WHERE EVERY SOURCE OF “PREMIUM” HAS BEEN EXHAUSTED…


AND MASS-PRODUCED GARBAGE IS REBRANDED AS LUXURY GOODS FOR AN INCREASINGLY FECKLESS, IGNORANT, AND NAIVE UPPER MIDDLE CLASS…


A BRAND SHALL RISE…


Seriously. I’m sick unto death of “premium”. Luckily, there’s almost none left to be had. Even now, the signs of desperation among the tastemakers cannot be ignored. The most recondite and worthless watch brands from 1820 have all been resurrected to sell ETAs in gold cases to the BRICs. Every clothing designer in history has signed on to do a TV show or a line at Target or a Chrysler 300. There’s actually a company that makes John Wayne signature whiskey and guarantees that it’s just like the whiskey he used to drink, except said whiskey was probably just Jack Daniels or something even cheaper.

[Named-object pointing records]
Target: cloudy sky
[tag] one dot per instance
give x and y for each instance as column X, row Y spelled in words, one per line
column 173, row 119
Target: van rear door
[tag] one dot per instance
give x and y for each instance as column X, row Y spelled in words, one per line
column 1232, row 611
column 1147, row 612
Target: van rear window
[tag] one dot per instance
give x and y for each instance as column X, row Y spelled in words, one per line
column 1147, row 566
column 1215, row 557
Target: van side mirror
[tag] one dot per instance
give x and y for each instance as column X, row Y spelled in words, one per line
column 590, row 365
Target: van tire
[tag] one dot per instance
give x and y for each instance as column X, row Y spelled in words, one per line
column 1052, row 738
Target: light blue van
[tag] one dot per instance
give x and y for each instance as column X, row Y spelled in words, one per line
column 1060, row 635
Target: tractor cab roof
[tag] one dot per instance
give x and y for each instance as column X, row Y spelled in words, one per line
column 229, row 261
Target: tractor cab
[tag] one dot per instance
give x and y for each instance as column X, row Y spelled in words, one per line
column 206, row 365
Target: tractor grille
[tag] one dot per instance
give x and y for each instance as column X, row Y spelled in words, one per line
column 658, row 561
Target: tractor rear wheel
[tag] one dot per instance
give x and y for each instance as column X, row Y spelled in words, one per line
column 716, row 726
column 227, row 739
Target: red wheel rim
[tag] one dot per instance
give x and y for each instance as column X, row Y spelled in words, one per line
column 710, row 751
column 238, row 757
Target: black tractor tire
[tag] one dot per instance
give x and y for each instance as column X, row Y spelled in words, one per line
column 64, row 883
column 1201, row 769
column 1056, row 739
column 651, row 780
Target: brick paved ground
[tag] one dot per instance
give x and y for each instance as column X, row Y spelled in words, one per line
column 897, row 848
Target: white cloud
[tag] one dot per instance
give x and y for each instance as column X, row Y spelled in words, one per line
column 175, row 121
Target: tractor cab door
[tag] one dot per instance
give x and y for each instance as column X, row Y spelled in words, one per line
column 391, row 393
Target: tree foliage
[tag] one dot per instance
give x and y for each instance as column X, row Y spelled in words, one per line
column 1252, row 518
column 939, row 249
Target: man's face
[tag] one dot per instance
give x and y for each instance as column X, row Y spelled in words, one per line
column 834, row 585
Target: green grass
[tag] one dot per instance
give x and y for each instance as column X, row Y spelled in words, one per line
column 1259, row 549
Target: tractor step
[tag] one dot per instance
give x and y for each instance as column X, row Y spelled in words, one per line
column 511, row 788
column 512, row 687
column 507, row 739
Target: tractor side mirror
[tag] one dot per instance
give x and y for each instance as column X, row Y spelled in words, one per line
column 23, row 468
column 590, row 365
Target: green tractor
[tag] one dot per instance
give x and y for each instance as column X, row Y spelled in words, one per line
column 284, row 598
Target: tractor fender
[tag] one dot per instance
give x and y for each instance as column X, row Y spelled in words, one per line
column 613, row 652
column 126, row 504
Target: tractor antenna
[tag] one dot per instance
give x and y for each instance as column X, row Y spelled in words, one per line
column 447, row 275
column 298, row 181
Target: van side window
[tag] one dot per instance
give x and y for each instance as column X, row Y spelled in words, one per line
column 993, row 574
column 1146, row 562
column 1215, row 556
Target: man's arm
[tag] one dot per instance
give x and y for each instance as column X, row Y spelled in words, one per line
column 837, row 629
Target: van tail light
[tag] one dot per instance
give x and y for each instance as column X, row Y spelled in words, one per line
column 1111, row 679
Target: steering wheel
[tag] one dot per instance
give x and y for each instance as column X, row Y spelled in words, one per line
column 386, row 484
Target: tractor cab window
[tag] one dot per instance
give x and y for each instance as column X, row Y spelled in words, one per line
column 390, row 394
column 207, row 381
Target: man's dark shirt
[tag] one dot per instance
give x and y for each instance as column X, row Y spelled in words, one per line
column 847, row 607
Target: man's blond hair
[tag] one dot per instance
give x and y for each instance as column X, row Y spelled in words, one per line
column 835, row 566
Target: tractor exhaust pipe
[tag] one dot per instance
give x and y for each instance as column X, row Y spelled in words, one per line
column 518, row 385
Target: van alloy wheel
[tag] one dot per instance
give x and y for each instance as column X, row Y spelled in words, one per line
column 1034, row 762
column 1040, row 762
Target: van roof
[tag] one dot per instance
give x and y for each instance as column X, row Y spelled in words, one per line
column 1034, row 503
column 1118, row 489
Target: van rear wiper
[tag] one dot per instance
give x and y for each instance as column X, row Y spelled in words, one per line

• **COMPLETE THE FOLLOWING**:
**A.** Render the sentence "Luckily, there’s almost none left to be had." from the excerpt on premium brands into Spanish.
**B.** Output the lines of the records verbatim, beginning at the start of the records and continuing through the line containing "column 1060, row 635", with both ends included.

• **ANSWERS GIVEN**:
**A.** Por suerte, ya casi no queda nada que conseguir.

**B.**
Target: cloudy sky
[tag] one dot per instance
give x and y for each instance as column X, row Y spelled in words, one per line
column 173, row 119
Target: van rear door
[tag] one dot per instance
give x and y for each instance as column X, row Y spelled in words, one per line
column 1232, row 611
column 1147, row 612
Target: van rear window
[tag] one dot per instance
give x and y for each instance as column X, row Y spelled in words, one per line
column 1147, row 566
column 1215, row 557
Target: van side mirror
[tag] one dot per instance
give x and y for each instance as column X, row Y spelled in words, one per line
column 590, row 365
Target: van tire
[tag] one dot per instance
give x and y for each instance as column X, row Y spelled in words, one per line
column 1052, row 738
Target: light blue van
[tag] one dot per instance
give x and y for each instance as column X, row Y spelled in words, one per line
column 1060, row 635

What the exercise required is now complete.